Document excerpt =
══════════
Lukoil's Bulgarian subsidiary has secured a $570 million line of credit to finance the modernization of the Black Sea Burgas refinery and add a hydrocracking unit to boost refining output.

Lukoil Neftochim Burgas, the largest income-generator in Bulgaria, plans to complete the refinery modernization by the end of the year, with testing set to begin in 2015, making it only the 10th hydrocracking unit in the world and the largest in Eastern Europe.

Five international banks have approved a total of $570 million in credit for the project, which will allow the refinery to increase output of Euro 5 diesel fuel by 1.2 million tons per year. The new output will also allow the refinery to halt the production of high-sulfur fuel oil.  

The planned hydrocracker unit, which should be commissioned in January 2015, will have a capacity of 2.5 million tons per year, while the first phase of procurement contracts for the project will be worth some $1.2 billion.

Once completed, the new installation will substantially reduce the refinery's output of greenhouse gases, and will replace existing waste processing installations using older technology.
══════════
What to work on =
(1) Render into French the following sentence from the Burgas refinery excerpt above: "The new output will also allow the refinery to halt the production of high-sulfur fuel oil."
(2) Using the Burgas refinery excerpt above, explain in one to three sentences why Lukoil's Bulgarian subsidiary obtained the $570 million line of credit.

Raw data =
══════════
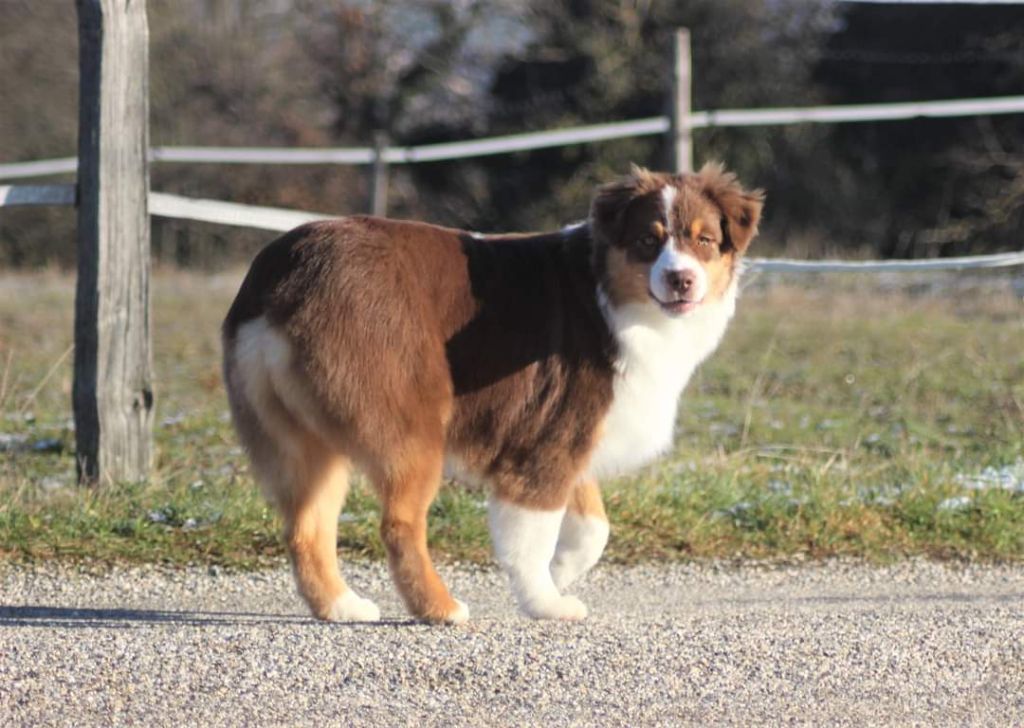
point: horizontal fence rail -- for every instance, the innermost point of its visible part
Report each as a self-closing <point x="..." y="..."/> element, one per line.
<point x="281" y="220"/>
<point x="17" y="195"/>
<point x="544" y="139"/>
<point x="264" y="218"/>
══════════
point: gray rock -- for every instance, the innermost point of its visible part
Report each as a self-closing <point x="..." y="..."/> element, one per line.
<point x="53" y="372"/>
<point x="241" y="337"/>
══════════
Solutions below =
(1) La nouvelle production permettra également à la raffinerie de cesser la production de fioul à haute teneur en soufre.

(2) The subsidiary obtained the credit to finance the modernization of the Black Sea Burgas refinery and to add a hydrocracking unit that would boost refining output. According to the text, the project will allow the refinery to increase its output of Euro 5 diesel fuel by 1.2 million tons per year.